___ Text segment

Ecosyste.ms: Awesome

An open API service indexing awesome lists of open source software.

https://github.com/senzing-garage/mapper-openc

:no_entry: [DEPRECATED] This repository is not currently supported.
https://github.com/senzing-garage/mapper-openc

archived deprecated obsolete

Last synced: 3 months ago
JSON representation

:no_entry: [DEPRECATED] This repository is not currently supported.

Lists

README

        

# mapper-openc

## :no_entry: Deprecated

This repository is not currently supported.

[![No Maintenance Intended](http://unmaintained.tech/badge.svg)](http://unmaintained.tech/)

## Overview

The Open Corporates mapper python scripts convert the Open Corporates company and officers located
[here](https://opencorporates.com/info/our-data//). While you can search individual companies for free, you will need to purchase
the regions you desire for loading into Senzing. You can purchase and download files of companies, their officers, and their additional
(non-registered) addresses.

There are two python scripts in this project ...
- The [openc-load-childb.py](openc-load-childb.py) script creates the child file database for additional addresses, aliases and identifiers.
- The [openc-companies.py](openc-companies.py) script maps the companies with their additional addresses if present.
- The [openc-officers.py](openc-officers.py) script just maps the officers and relates them to their company.

Loading this data into Senzing requires additional features and configurations. These are contained in the
[openc-config-updates.g2c](openc-config-updates.g2c) file.

______

Answer these from the mapper-openc README:
(a) Besides mapping the officers, what does the openc-officers.py script do with them?
(b) Which file holds the additional features and configurations needed to load this data into Senzing?
(c) What can be done on Open Corporates for free?

___ Given information

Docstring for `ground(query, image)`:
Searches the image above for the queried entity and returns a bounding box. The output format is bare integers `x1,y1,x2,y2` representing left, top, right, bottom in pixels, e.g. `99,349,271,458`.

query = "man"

______

Exercise answer =
(a) It relates them to their company.
(b) openc-config-updates.g2c
(c) Searching individual companies.